TASK PROMPT: Reproduce the data below word for word, leaving out the pictures.

Stored data
━━━━━━

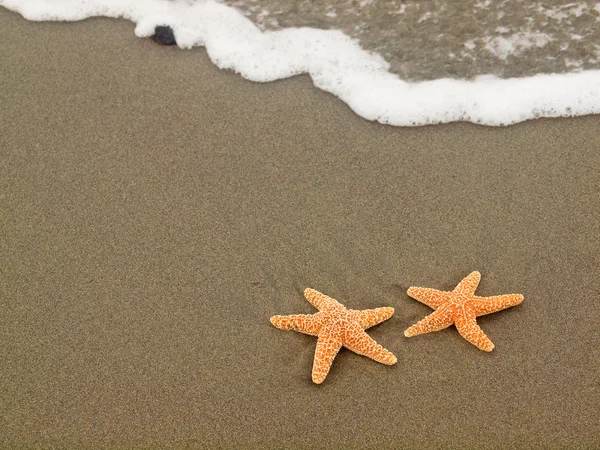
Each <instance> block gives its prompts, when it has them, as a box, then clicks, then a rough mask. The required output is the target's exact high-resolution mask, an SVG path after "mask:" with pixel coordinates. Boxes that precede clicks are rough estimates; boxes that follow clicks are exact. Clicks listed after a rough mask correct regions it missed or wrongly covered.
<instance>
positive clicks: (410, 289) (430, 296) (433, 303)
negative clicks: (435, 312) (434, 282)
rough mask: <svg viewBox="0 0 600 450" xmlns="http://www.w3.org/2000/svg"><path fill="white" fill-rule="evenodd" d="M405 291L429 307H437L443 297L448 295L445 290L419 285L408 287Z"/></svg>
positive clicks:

━━━━━━

ANSWER TO THIS TASK:
Each <instance> block gives its prompts, when it has them, as a box, then clicks, then a rough mask. The required output is the target's exact high-resolution mask, an SVG path after "mask:" with pixel coordinates. Boxes that precede clicks are rough estimates; boxes that follow clicks are exact. Clicks listed after a rough mask correct regions it missed or wrongly covered.
<instance>
positive clicks: (410, 289) (430, 296) (433, 303)
negative clicks: (435, 312) (434, 282)
rough mask: <svg viewBox="0 0 600 450" xmlns="http://www.w3.org/2000/svg"><path fill="white" fill-rule="evenodd" d="M405 291L429 307H437L443 297L448 295L445 290L419 285L408 287Z"/></svg>
positive clicks:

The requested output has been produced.